_Record extracts_:
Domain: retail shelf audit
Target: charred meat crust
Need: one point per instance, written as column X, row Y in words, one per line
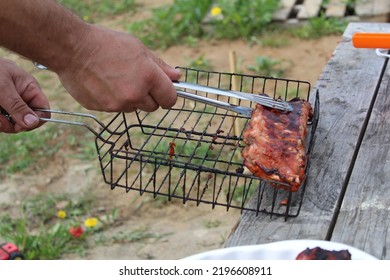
column 275, row 143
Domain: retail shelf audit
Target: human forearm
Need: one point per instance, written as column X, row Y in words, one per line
column 43, row 31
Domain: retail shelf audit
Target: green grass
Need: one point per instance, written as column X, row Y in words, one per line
column 319, row 27
column 24, row 150
column 92, row 10
column 41, row 235
column 185, row 20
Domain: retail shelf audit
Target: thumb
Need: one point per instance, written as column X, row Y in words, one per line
column 21, row 116
column 172, row 73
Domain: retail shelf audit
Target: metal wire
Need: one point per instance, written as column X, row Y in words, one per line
column 192, row 152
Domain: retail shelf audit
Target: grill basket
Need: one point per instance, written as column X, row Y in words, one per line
column 192, row 152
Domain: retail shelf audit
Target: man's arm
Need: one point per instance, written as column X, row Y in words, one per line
column 43, row 31
column 102, row 69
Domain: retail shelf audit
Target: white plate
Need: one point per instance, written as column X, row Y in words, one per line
column 282, row 250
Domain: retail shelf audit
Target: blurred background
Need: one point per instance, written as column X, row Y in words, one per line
column 53, row 201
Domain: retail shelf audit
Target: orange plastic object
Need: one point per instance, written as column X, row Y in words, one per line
column 371, row 40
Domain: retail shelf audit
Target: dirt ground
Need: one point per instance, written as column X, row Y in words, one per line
column 183, row 229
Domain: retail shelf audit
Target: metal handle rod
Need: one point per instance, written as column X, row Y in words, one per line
column 98, row 135
column 216, row 103
column 261, row 99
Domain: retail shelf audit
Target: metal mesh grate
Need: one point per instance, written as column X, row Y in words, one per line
column 192, row 152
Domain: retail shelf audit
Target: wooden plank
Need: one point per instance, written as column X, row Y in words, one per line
column 366, row 206
column 366, row 8
column 284, row 11
column 309, row 9
column 349, row 73
column 336, row 8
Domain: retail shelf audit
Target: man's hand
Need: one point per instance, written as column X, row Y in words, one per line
column 19, row 93
column 113, row 71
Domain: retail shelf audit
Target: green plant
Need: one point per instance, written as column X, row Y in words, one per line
column 43, row 231
column 200, row 63
column 24, row 150
column 97, row 9
column 267, row 67
column 320, row 26
column 170, row 25
column 243, row 19
column 184, row 20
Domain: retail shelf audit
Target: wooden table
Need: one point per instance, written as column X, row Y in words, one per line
column 347, row 197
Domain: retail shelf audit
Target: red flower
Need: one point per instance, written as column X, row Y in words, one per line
column 76, row 231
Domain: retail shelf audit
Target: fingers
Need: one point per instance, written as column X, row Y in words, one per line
column 20, row 93
column 163, row 91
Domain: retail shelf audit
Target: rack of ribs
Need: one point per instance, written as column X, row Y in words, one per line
column 275, row 144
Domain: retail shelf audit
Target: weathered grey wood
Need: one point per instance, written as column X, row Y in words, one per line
column 346, row 88
column 365, row 211
column 365, row 8
column 284, row 10
column 309, row 9
column 336, row 8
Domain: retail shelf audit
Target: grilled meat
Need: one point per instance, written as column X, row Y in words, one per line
column 275, row 143
column 318, row 253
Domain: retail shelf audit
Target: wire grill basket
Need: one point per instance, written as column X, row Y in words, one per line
column 192, row 152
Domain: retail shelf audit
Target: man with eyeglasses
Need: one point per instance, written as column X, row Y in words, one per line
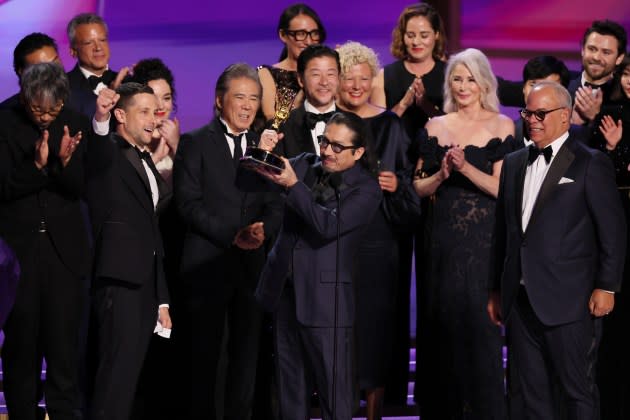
column 308, row 278
column 559, row 247
column 41, row 183
column 318, row 75
column 603, row 47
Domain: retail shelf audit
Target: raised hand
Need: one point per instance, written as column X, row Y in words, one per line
column 105, row 102
column 68, row 145
column 169, row 131
column 119, row 78
column 41, row 150
column 388, row 181
column 612, row 131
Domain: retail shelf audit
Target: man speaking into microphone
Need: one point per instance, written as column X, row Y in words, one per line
column 330, row 199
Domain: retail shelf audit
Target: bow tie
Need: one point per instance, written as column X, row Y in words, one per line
column 534, row 152
column 313, row 118
column 592, row 85
column 106, row 79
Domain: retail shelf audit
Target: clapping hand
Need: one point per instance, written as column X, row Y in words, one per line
column 68, row 145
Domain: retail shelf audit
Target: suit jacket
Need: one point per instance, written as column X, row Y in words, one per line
column 82, row 97
column 128, row 244
column 574, row 242
column 307, row 244
column 29, row 196
column 215, row 200
column 297, row 136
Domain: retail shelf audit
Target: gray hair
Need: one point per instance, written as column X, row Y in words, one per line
column 44, row 82
column 479, row 66
column 234, row 71
column 560, row 92
column 83, row 19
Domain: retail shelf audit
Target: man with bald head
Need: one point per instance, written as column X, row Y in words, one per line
column 559, row 247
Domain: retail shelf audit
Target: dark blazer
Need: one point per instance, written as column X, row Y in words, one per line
column 297, row 136
column 575, row 240
column 215, row 199
column 82, row 97
column 127, row 237
column 28, row 195
column 307, row 244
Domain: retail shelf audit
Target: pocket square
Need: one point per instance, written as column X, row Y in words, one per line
column 564, row 180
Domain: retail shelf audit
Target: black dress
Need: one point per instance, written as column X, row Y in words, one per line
column 377, row 259
column 613, row 360
column 464, row 356
column 397, row 80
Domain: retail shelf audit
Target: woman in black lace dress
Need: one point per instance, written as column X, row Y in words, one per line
column 376, row 275
column 611, row 135
column 299, row 27
column 460, row 160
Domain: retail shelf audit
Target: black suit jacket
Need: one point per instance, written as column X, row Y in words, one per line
column 297, row 136
column 306, row 247
column 128, row 244
column 82, row 97
column 215, row 200
column 575, row 240
column 28, row 195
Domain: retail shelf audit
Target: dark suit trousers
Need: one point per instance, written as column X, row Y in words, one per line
column 44, row 323
column 304, row 361
column 543, row 355
column 212, row 301
column 125, row 318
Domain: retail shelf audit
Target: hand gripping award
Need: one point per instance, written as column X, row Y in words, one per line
column 261, row 156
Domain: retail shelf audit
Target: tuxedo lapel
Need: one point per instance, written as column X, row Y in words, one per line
column 521, row 169
column 558, row 168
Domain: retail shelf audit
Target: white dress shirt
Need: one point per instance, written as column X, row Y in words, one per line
column 534, row 176
column 318, row 130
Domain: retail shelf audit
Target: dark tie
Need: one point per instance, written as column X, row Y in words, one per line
column 591, row 85
column 238, row 150
column 534, row 152
column 313, row 118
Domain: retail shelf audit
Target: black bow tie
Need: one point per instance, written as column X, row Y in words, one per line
column 106, row 79
column 534, row 152
column 313, row 118
column 591, row 85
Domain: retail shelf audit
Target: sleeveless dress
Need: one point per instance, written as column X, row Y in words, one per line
column 463, row 357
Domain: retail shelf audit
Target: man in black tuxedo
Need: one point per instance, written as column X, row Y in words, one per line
column 32, row 49
column 41, row 182
column 314, row 309
column 230, row 212
column 125, row 195
column 559, row 247
column 603, row 47
column 89, row 44
column 318, row 74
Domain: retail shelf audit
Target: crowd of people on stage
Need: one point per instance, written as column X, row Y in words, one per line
column 163, row 274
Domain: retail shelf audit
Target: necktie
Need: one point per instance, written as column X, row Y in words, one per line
column 313, row 118
column 238, row 150
column 534, row 152
column 591, row 85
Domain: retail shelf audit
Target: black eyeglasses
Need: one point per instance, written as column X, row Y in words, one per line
column 324, row 142
column 539, row 114
column 300, row 35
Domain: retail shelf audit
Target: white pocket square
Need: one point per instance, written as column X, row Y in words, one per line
column 564, row 180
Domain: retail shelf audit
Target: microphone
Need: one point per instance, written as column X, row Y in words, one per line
column 335, row 180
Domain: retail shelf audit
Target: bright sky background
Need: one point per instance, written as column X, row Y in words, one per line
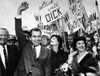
column 8, row 10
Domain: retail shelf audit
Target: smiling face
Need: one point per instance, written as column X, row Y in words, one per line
column 80, row 45
column 44, row 41
column 54, row 41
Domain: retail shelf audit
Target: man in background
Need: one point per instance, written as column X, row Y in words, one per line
column 35, row 60
column 9, row 55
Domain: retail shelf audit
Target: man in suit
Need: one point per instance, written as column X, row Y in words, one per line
column 8, row 54
column 35, row 60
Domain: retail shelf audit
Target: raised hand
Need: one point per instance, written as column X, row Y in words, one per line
column 22, row 7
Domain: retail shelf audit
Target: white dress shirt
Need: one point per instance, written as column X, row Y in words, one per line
column 2, row 54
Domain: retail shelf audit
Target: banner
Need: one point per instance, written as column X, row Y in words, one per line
column 51, row 11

_Exercise requirements_: Show each line from the entries above that contains the string "pocket". Treat uppercase and lowercase as different.

_Expected answer_:
Target: pocket square
Target: white pocket square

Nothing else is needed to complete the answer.